▶ _Exercise_: Each line from the one containing "Category: breaking wave." through the last line of the data below should be printed exactly, please, with any pictures omitted.
BEGIN Provided entries
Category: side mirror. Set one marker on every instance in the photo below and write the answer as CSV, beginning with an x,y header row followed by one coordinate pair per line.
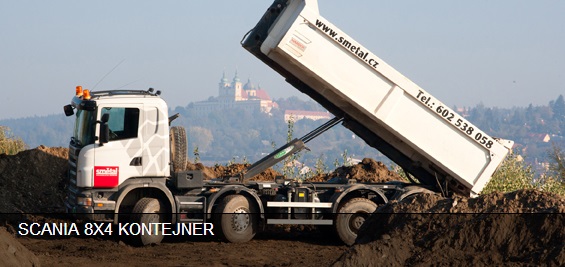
x,y
104,130
68,110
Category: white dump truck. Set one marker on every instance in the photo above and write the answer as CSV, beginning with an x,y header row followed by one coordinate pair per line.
x,y
391,113
127,164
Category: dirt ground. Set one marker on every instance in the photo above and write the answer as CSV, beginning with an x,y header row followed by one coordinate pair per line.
x,y
522,228
312,249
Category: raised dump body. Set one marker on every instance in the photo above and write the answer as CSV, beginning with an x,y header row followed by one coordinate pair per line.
x,y
390,112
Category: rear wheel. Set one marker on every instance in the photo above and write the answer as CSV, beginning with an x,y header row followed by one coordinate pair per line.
x,y
351,216
145,212
237,219
179,152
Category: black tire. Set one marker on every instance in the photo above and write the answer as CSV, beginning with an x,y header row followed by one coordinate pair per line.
x,y
350,218
146,211
412,191
237,219
179,150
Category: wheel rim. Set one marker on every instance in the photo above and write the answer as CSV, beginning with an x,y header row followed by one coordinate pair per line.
x,y
240,220
356,221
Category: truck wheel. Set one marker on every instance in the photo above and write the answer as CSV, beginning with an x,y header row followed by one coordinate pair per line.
x,y
145,212
351,216
237,219
411,191
179,152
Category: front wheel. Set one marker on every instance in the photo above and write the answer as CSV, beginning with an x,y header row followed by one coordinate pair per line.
x,y
350,218
237,218
146,212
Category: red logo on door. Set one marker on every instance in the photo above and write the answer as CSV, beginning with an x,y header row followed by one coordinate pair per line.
x,y
106,176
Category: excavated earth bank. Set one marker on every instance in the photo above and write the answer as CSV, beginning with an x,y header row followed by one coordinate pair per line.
x,y
525,227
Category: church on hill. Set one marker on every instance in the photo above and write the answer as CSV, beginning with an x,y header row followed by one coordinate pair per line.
x,y
237,95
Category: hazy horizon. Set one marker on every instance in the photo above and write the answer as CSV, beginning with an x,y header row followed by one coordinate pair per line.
x,y
499,54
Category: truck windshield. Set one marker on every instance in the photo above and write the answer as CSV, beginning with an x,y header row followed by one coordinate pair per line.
x,y
84,128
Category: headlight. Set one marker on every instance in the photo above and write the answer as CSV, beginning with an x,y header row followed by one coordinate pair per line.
x,y
84,201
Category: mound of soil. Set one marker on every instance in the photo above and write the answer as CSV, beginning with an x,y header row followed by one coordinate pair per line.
x,y
12,253
33,181
368,170
232,170
522,228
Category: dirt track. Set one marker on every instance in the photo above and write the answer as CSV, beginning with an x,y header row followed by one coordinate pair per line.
x,y
266,250
522,228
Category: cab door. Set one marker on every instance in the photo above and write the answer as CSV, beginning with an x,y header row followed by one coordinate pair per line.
x,y
120,158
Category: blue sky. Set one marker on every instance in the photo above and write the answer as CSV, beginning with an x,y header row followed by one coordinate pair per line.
x,y
499,53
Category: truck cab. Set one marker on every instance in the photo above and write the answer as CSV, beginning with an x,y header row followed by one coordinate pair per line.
x,y
118,135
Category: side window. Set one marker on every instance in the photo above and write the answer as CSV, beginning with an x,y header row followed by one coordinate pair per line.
x,y
123,122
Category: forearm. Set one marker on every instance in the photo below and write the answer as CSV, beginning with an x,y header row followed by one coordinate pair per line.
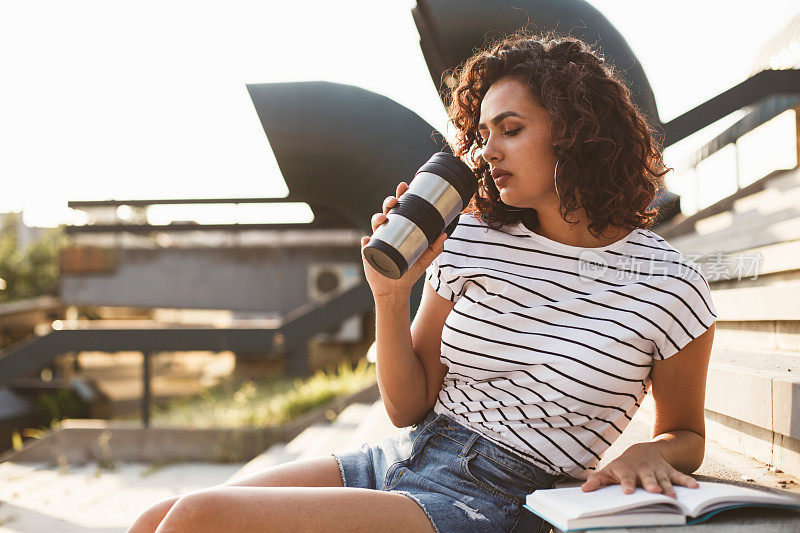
x,y
401,376
682,449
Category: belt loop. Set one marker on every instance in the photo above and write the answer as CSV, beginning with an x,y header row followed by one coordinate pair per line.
x,y
465,450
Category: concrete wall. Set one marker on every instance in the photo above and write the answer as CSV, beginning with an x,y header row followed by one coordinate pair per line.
x,y
264,280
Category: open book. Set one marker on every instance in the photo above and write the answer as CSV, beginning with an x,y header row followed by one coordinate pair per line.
x,y
571,509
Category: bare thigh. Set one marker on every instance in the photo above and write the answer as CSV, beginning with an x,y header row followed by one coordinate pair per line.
x,y
267,509
316,472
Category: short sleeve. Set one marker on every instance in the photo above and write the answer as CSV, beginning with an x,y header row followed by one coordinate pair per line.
x,y
443,273
690,313
441,277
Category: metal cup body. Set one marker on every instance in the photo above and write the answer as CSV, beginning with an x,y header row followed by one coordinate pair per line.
x,y
429,205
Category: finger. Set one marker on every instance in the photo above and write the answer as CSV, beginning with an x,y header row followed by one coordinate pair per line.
x,y
628,482
593,482
376,220
666,484
401,188
679,478
649,482
388,203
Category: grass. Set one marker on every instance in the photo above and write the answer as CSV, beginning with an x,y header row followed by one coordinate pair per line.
x,y
269,402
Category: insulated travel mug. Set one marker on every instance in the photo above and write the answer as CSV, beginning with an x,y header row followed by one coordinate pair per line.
x,y
440,190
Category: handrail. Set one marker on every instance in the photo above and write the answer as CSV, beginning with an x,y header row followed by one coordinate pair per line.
x,y
289,338
764,84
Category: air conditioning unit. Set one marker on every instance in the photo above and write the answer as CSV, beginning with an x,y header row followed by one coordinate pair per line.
x,y
327,279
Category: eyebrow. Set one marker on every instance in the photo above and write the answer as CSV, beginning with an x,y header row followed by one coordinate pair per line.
x,y
496,120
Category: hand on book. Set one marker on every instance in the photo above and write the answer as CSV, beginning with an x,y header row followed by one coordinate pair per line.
x,y
643,465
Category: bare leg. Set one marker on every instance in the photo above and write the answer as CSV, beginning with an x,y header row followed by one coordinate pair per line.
x,y
317,472
305,509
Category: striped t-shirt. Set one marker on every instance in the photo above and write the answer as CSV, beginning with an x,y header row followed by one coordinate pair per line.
x,y
550,346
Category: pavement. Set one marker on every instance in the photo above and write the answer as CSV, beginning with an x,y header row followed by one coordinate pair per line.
x,y
70,499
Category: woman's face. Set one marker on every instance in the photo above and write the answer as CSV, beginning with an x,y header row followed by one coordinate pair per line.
x,y
516,134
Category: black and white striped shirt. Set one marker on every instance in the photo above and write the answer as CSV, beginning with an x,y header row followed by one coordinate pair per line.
x,y
550,346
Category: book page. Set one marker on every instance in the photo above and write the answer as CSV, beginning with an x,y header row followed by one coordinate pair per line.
x,y
710,494
572,502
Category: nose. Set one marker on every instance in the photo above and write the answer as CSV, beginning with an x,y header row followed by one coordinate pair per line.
x,y
490,151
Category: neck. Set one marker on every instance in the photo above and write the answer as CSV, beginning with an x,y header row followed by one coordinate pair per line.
x,y
549,224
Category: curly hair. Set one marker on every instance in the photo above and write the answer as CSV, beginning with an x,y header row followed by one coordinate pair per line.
x,y
604,144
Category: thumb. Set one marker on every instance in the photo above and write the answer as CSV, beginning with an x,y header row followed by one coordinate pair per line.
x,y
592,483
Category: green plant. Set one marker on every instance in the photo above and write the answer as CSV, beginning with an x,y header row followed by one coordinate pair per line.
x,y
264,403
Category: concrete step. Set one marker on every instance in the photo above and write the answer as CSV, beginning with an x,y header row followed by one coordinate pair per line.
x,y
777,301
753,404
318,440
375,427
763,218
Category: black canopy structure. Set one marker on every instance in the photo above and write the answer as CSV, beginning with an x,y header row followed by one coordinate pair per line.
x,y
451,30
340,148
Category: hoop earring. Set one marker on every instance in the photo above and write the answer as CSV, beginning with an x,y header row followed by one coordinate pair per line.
x,y
555,182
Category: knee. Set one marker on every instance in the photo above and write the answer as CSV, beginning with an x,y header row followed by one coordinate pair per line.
x,y
149,520
190,513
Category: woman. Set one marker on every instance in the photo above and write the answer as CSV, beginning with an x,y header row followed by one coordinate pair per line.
x,y
536,338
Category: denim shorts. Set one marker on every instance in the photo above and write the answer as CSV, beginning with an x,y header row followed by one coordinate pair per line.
x,y
462,481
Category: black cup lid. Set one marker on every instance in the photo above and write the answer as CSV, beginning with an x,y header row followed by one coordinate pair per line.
x,y
455,171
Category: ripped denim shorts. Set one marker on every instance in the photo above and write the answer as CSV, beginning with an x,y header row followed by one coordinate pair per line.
x,y
462,481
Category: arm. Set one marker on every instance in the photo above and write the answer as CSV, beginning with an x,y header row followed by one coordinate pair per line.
x,y
410,374
678,443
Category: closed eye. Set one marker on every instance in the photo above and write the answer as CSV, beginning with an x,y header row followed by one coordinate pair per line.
x,y
509,133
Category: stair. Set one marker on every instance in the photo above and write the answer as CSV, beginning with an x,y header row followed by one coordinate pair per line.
x,y
753,386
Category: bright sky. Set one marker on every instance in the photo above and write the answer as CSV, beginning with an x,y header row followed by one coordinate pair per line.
x,y
125,100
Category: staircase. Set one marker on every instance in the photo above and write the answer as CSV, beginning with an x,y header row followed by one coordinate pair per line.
x,y
753,390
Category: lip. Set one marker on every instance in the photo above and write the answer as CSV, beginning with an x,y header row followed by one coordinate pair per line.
x,y
502,179
497,172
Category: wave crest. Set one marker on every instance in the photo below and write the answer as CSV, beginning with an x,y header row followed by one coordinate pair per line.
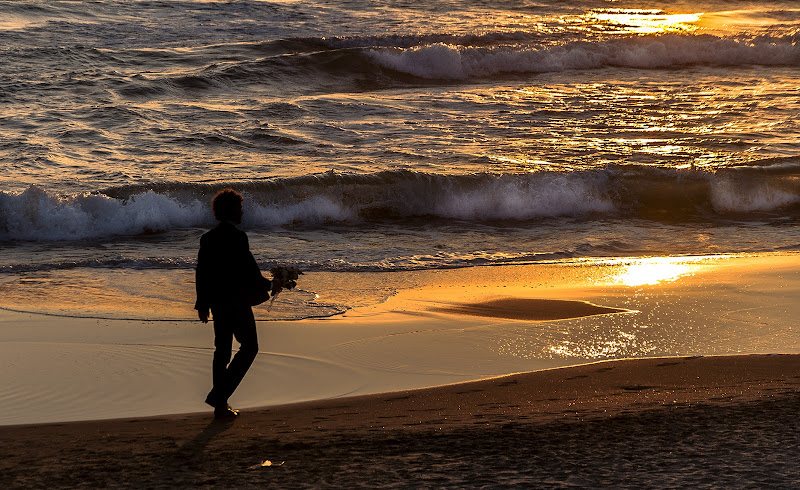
x,y
443,61
393,196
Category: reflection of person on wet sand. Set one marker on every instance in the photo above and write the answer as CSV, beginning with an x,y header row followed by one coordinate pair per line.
x,y
227,278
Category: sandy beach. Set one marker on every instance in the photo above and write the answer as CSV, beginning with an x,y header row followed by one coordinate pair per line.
x,y
664,422
655,372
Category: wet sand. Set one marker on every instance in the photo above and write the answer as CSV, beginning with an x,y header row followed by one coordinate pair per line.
x,y
661,422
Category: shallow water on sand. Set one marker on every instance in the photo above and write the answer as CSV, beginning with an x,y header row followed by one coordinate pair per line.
x,y
61,368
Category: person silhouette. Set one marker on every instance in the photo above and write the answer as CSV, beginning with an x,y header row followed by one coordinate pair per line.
x,y
227,277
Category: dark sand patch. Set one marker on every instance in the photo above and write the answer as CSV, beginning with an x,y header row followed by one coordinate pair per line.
x,y
714,422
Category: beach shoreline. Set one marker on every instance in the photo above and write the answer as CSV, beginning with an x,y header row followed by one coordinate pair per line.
x,y
654,422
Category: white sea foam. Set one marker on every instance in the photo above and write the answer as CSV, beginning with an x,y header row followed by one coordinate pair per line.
x,y
36,214
441,61
617,191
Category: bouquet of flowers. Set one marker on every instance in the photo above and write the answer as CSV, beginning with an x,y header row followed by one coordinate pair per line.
x,y
287,275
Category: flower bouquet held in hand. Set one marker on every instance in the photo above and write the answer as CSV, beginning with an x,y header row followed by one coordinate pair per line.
x,y
286,277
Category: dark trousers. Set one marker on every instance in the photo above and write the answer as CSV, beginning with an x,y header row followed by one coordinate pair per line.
x,y
231,321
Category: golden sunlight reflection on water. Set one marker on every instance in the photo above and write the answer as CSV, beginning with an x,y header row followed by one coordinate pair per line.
x,y
656,270
645,21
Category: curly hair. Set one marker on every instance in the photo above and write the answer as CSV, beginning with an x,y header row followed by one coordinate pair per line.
x,y
227,205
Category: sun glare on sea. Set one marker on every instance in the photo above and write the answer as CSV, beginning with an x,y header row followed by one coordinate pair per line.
x,y
643,21
655,270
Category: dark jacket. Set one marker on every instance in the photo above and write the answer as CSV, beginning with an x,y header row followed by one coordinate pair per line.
x,y
226,272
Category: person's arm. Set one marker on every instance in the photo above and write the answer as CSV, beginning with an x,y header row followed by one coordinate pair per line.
x,y
202,305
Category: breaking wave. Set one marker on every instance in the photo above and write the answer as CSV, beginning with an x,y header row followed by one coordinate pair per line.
x,y
622,192
448,61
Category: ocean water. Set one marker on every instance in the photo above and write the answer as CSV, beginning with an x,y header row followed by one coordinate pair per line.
x,y
388,136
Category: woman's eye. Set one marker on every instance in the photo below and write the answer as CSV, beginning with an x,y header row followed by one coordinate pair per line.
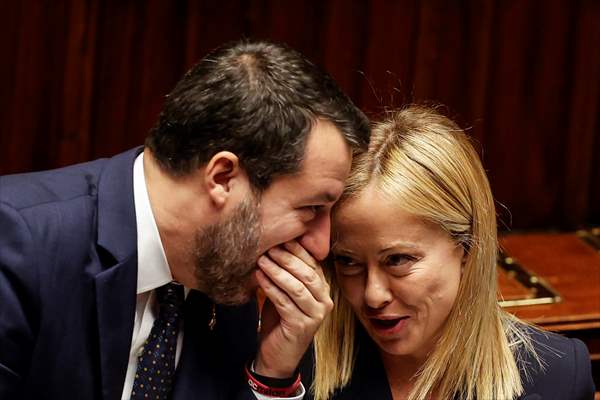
END Provided entries
▶ _Answer box_:
Category: breaking wave. Set one marker on every instance in the photo above and write the answer as CSV, beginning with an x,y header row followed by one coordinate pair per line.
x,y
622,192
448,61
Category: ocean water. Set one marker on every instance in the photo above and write the answer as CSV, beginning with an x,y header row followed by one coordinate pair per line.
x,y
388,136
Category: woman's eye. Set one marker on every instance in the photo below and write the answer as CSV, beginning with an x,y header row followed by one coordinate pair per line.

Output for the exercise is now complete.